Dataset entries
※ ※ ※
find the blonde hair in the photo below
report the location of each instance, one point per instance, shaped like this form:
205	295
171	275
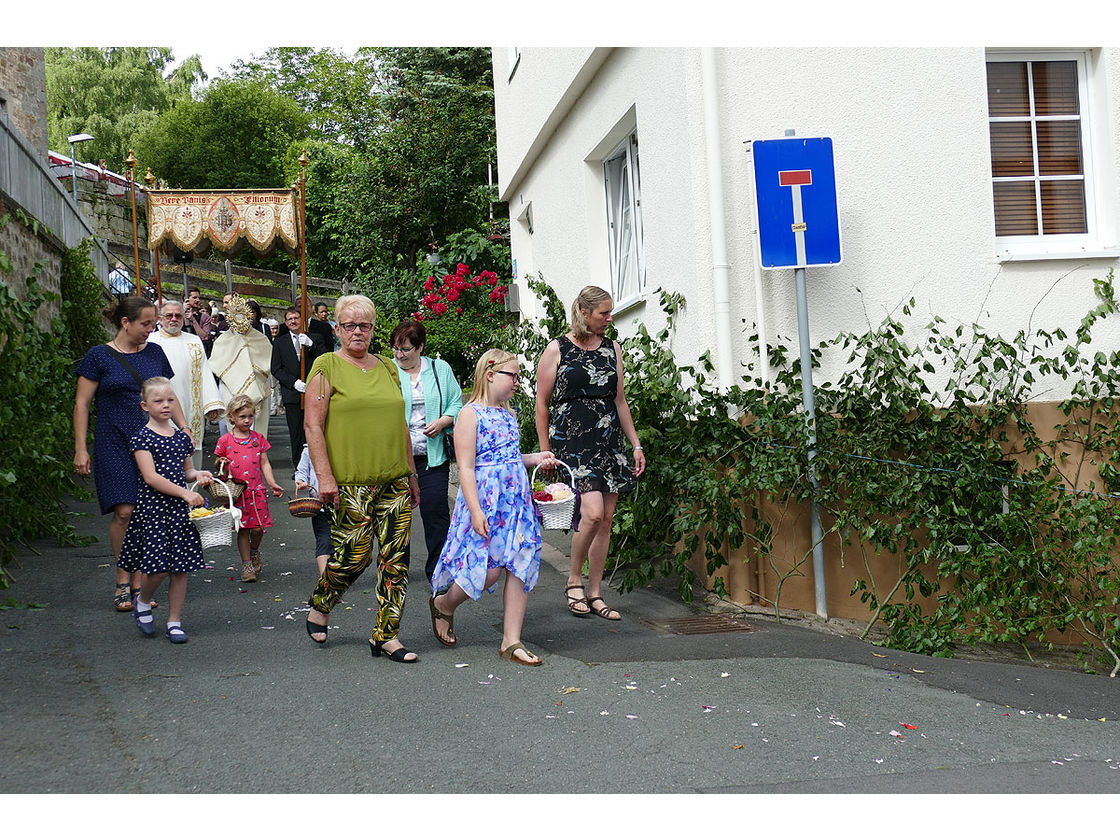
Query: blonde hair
355	301
588	298
239	402
492	360
154	383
※ ※ ※
__What the exercise asks__.
Give every entry again as it is, dropping its pictures.

__Your response__.
find the blonde hair in the photo below
report the location of each instance, one point per instance, shaped like this form:
205	295
171	275
Query: blonde hair
355	301
588	298
239	402
492	360
154	383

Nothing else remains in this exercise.